### Problem to solve
Gather every line of the listing below that contains the word "water", copying each one in full.

### Provided information
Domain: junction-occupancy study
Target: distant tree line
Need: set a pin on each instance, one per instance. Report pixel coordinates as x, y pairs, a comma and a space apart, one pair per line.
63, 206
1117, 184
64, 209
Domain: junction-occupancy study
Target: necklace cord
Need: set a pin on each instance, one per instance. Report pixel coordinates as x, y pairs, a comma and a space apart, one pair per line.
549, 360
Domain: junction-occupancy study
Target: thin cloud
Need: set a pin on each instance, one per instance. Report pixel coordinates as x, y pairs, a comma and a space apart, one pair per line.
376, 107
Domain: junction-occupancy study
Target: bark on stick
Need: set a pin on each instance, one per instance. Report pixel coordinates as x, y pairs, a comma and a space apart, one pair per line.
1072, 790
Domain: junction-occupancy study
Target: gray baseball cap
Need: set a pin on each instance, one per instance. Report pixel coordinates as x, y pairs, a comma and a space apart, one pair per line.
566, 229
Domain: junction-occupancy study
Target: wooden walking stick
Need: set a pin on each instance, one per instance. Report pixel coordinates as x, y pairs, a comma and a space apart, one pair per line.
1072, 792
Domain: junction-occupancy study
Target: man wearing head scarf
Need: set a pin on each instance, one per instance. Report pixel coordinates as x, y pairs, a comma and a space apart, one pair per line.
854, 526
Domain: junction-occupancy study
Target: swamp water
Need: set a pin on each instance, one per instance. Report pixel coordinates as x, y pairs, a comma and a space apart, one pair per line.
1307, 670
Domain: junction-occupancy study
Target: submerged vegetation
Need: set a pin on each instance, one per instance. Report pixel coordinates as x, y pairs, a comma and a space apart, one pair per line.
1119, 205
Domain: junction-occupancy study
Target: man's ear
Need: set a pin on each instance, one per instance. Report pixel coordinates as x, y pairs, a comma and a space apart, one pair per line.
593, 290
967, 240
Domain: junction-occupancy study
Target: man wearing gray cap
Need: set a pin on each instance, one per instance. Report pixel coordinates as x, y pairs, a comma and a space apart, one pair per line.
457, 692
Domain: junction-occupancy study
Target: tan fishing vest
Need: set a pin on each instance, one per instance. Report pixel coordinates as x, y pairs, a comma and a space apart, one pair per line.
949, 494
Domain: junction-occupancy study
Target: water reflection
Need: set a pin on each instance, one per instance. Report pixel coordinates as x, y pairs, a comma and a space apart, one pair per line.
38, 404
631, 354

### Task output
Target: swamp water
Target: water reflection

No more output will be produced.